## Entradas almacenadas del conjunto de datos
--

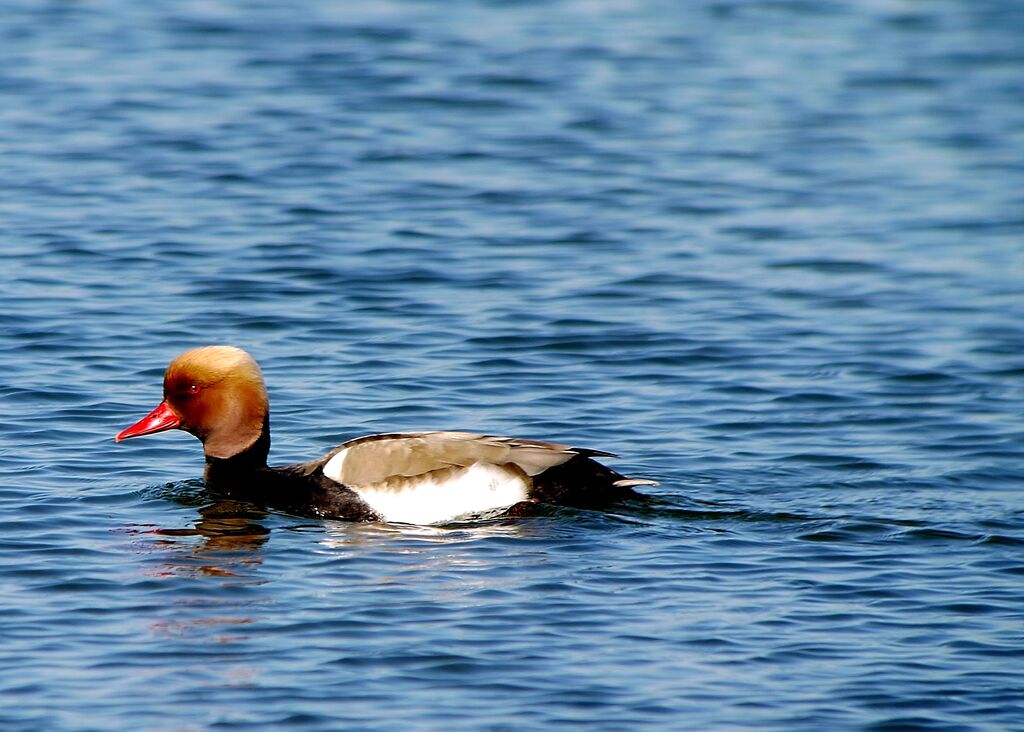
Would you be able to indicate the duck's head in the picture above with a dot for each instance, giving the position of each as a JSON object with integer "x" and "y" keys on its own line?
{"x": 215, "y": 393}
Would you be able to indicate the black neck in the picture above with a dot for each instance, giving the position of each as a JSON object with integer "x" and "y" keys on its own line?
{"x": 251, "y": 460}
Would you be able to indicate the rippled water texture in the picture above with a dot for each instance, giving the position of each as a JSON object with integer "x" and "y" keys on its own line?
{"x": 771, "y": 253}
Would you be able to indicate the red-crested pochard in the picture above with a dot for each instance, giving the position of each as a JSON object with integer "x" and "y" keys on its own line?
{"x": 217, "y": 394}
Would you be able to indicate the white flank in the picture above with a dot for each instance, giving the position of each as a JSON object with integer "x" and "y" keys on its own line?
{"x": 333, "y": 467}
{"x": 441, "y": 497}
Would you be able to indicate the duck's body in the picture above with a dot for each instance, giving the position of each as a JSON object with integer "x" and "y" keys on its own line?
{"x": 217, "y": 394}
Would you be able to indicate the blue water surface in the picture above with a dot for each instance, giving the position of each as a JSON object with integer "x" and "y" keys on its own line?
{"x": 769, "y": 252}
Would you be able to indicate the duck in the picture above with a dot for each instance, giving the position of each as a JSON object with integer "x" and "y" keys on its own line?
{"x": 217, "y": 394}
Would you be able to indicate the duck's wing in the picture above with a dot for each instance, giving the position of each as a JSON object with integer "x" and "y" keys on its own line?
{"x": 382, "y": 459}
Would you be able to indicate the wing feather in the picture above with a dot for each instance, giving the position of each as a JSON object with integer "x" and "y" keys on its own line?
{"x": 378, "y": 459}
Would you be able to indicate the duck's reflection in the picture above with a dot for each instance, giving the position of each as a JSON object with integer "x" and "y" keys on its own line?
{"x": 228, "y": 542}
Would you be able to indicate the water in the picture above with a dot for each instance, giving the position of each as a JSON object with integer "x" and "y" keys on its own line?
{"x": 769, "y": 252}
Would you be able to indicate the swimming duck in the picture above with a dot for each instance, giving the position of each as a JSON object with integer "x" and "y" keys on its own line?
{"x": 217, "y": 394}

--

## OBJETIVO DE LA TAREA
Reescribe las entradas comprendidas entre la línea que contiene "Would you be able to indicate the wing" y el final, ambas incluidas, cambiando "swimming duck" por "floating duck" y dejando todo lo demás igual.

## RESPUESTA COMPLETA
Would you be able to indicate the wing feather in the picture above with a dot for each instance, giving the position of each as a JSON object with integer "x" and "y" keys on its own line?
{"x": 378, "y": 459}
Would you be able to indicate the duck's reflection in the picture above with a dot for each instance, giving the position of each as a JSON object with integer "x" and "y" keys on its own line?
{"x": 228, "y": 542}
Would you be able to indicate the water in the picture above with a dot for each instance, giving the position of each as a JSON object with integer "x" and "y" keys on its own line?
{"x": 769, "y": 252}
Would you be able to indicate the floating duck in the picture above with a dot for each instance, giving the position of each as a JSON object with integer "x" and "y" keys on its own line?
{"x": 217, "y": 394}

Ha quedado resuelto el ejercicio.